| Given request |
Scale the records below by writing out every line again, requests included, with each point coordinate in the answers multiplied by 2.45 and rounded to a whole number, halves rounded up. Leave the numbers in the requests and their sample points unchanged, and leave the pictures out.

| Record excerpts |

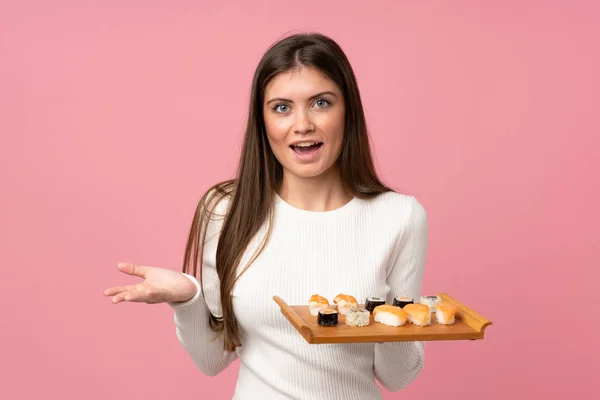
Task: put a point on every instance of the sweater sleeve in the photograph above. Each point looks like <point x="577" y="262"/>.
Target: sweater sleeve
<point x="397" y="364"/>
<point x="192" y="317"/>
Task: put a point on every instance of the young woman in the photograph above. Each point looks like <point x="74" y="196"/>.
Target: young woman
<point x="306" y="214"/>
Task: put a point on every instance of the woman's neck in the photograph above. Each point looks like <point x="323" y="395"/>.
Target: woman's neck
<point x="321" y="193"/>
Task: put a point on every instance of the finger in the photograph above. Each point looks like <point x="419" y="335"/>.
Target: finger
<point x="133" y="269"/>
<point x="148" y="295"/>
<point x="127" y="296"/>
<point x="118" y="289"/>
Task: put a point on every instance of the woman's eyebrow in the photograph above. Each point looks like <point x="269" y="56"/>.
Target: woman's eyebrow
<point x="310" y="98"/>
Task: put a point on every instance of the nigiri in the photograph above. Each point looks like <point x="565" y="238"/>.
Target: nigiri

| Expected answer |
Task: put a point on every instance of the sweater sleeve in the photograph above. Each point looks like <point x="577" y="262"/>.
Target: sweater sleeve
<point x="973" y="892"/>
<point x="470" y="777"/>
Task: put a point on every instance of the young woman in the photograph above. Each point looks like <point x="74" y="196"/>.
Target: young woman
<point x="750" y="524"/>
Task: put a point on every instance of the woman's neck in the photograph above. Each point looks like <point x="323" y="395"/>.
Target: woman's neck
<point x="786" y="473"/>
Task: put a point on every instance of the finger in the photograph above. Each point looks like <point x="419" y="335"/>.
Target: finger
<point x="326" y="659"/>
<point x="363" y="723"/>
<point x="311" y="725"/>
<point x="289" y="708"/>
Task: put a point on every instance of the woman's eyebrow in the photograph above. Each point looks like <point x="269" y="56"/>.
Target: woman's eyebrow
<point x="760" y="240"/>
Task: put a point on every instance of the nigiri in the photograph above. Each point looks like <point x="565" y="238"/>.
Target: nigiri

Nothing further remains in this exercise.